§ **Текст**
○ ○ ○

Это значит, что я с равным правом могу сказать: литература, письмо или текст. Силы свободы, заключенные в литературе, не зависят ни от гражданской личности, ни от политической ангажированности писателя (который, в конечном счете, есть всего лишь человек среди многих других), ни даже от направленности его произведений, но от той работы по смещению, которую он производит над языком: с этой точки зрения, Селин не менее важен, чем Гюго, а Шатобриан чем Золя. Здесь я имею в виду ответственность формы; эта ответственность, однако, не может быть оценена при помощи идеологических критериев; вот почему, собственно, науки об идеологии всегда могли так мало сказать о ней. Я хочу назвать здесь три таких силы, обозначив их тремя греческими терминами: Матесис, Мимесис, Семиосис.
Литература заключает в себе много разнообразных знаний. В таком романе, как "Робинзон Крузо", содержится историческое, географическое, социальное (колониальное), техническое, ботаническое, антропологическое (Робинзон совершает переход от природы к культуре) знание. Если бы в результате некоего извращения социализма или эксцесса варварства из преподавания потребовалось исключить все предметы, кроме одного, то оставить следовало бы именно литературу, ибо в любом литературном произведении присутствуют все науки разом. В этом смысле можно сказать, что литература - каковы бы ни были школы, от лица которых
551
она выступает, - является абсолютно, категорически реалистичной: она и есть реальность, точнее, самый свет реальности. Будучи в данном отношении поистине энциклопедичной, литература, однако, вовлекает все эти знания в своего рода круговорот, она не отдает предпочтения ни одному из них, ни одно из них не фетишизирует. Она отводит им как бы косвенное место, но эта-то косвенность и драгоценна. С одной стороны, она позволяет намекнуть на потенциальные виды знания, еще не предугаданные, не возникшие: литература работает как бы в пустотах, существующих в теле науки, она всегда либо отстает, либо опережает последнюю; она подобна Болонскому камню, ночью испускающему свет, поглощаемый днем, и этим своим вторичным свечением встречающему каждую новую зарю. Наука груба, жизнь же соткана тонко, и литература так важна для нас именно потому, что позволяет заполнить зазор между ними. С другой стороны, знание, мобилизуемое литературой, ни в коем случае не является ни полным, ни окончательным; литература не заявляет, будто знает нечто, она лишь говорит, что знает кое о чем или - лучше - что она кое-что знает - знает о людях очень и очень много. То, что ей известно о людях, можно было бы обозначить как гигантское языковое месиво, над которым они трудятся и которое трудится над ними самими - тогда, например, когда литература воспроизводит все многообразие человеческих социолектов или когда, отталкиваясь от этого многообразия, которое она ощущает как языковую распрю, литература пытается выработать некий предельный язык, нулевую степень социолектов. Именно потому, что литература не просто использует язык, но как бы выставляет его на всеобщее обозрение, она вовлекает знание в нескончаемую работу некоего рефлексивного механизма, где знание, с помощью письма, безостановочно размышляет о самом знании, хотя делает это уже не по законам эпистемологического, а по законам драматического дискурса.

○ ○ ○

§ **Исходные данные**
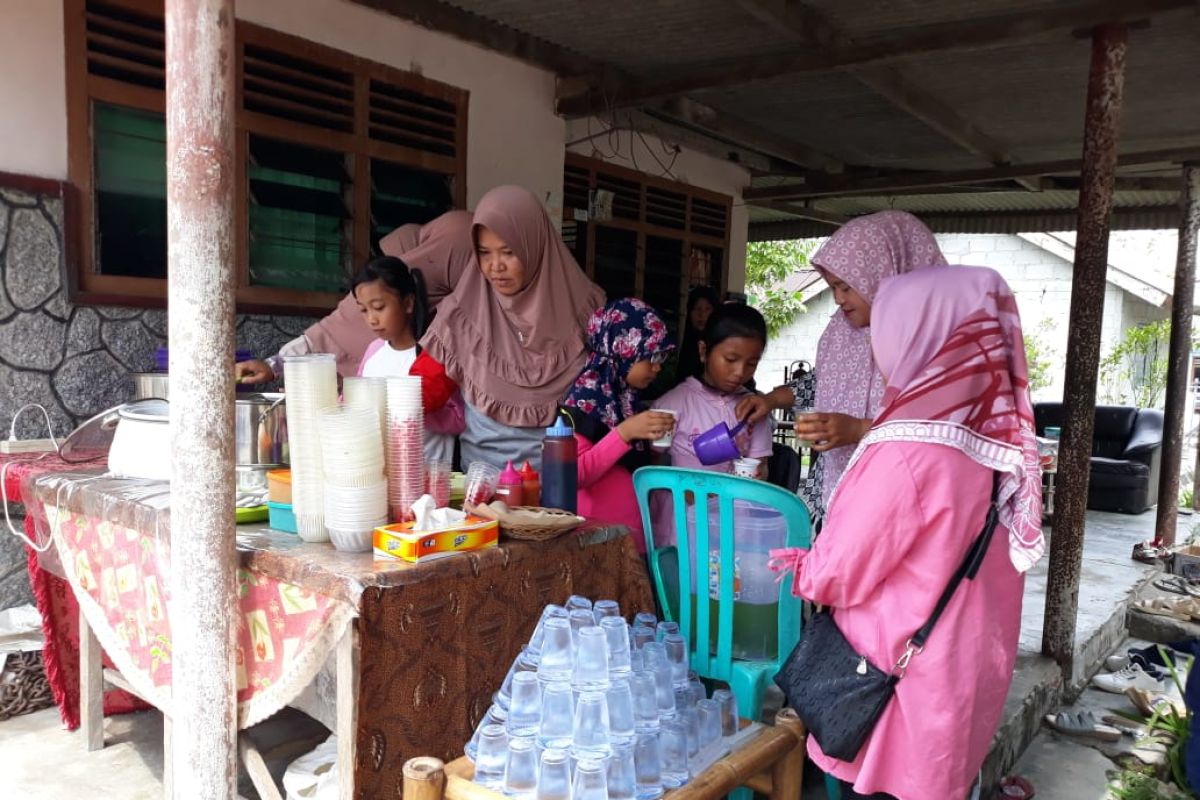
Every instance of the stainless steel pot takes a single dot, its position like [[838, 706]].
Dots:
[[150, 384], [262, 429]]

○ ○ ○

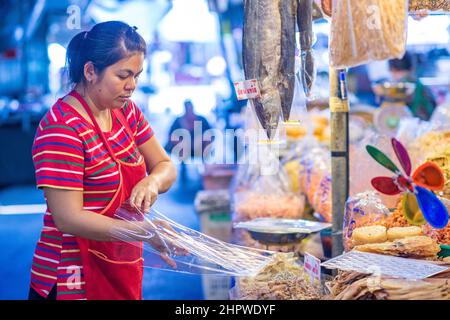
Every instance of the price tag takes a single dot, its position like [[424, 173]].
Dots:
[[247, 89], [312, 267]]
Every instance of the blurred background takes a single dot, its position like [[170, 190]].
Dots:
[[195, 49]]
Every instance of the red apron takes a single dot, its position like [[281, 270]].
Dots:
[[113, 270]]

○ ○ ○

§ **Задания**
**1)** Какими тремя греческими терминами в тексте о литературе названы три силы свободы?
**2)** Перепишите без изменений строки из записей от строки с «Every instance of the stainless» до строки с «[[150, 384], [262, 429]]», включая обе.

§ **Ожидаемые результаты**
**1)** Матесис, Мимесис, Семиосис.

**2)**
Every instance of the stainless steel pot takes a single dot, its position like [[838, 706]].
Dots:
[[150, 384], [262, 429]]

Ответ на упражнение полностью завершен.